- _PROBLEM DESCRIPTION_:
Rename "retail shelf audit" to "stadium survey" throughout the data below and leave every other line and word unchanged.

- _SUPPLIED RECORDS_:
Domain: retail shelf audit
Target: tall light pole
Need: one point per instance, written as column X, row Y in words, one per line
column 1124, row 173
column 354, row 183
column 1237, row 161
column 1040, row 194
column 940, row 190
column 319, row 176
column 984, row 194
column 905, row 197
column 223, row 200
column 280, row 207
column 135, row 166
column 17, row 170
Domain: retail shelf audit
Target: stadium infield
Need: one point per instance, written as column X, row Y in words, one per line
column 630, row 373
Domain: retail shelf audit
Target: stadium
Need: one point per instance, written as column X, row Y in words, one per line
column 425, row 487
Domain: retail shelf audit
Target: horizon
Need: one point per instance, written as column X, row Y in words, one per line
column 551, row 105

- _ANSWER FOR THE TASK_:
Domain: stadium survey
Target: tall light pole
Need: one point per instance, written as column X, row Y in words, one per line
column 1124, row 173
column 354, row 183
column 1237, row 161
column 1040, row 194
column 940, row 190
column 319, row 176
column 984, row 194
column 905, row 197
column 223, row 200
column 280, row 207
column 135, row 166
column 17, row 170
Domain: stadium survey
Target: stadium infield
Need: one point per instance, written as column X, row Y in words, one per line
column 630, row 373
Domain: stadium survey
Target: stadium
Need: one point per instance, written as column X, row Y in words, one per line
column 425, row 487
Domain: stadium survey
Target: horizon
Need: one point per instance, written as column X, row Y in words, one per line
column 551, row 105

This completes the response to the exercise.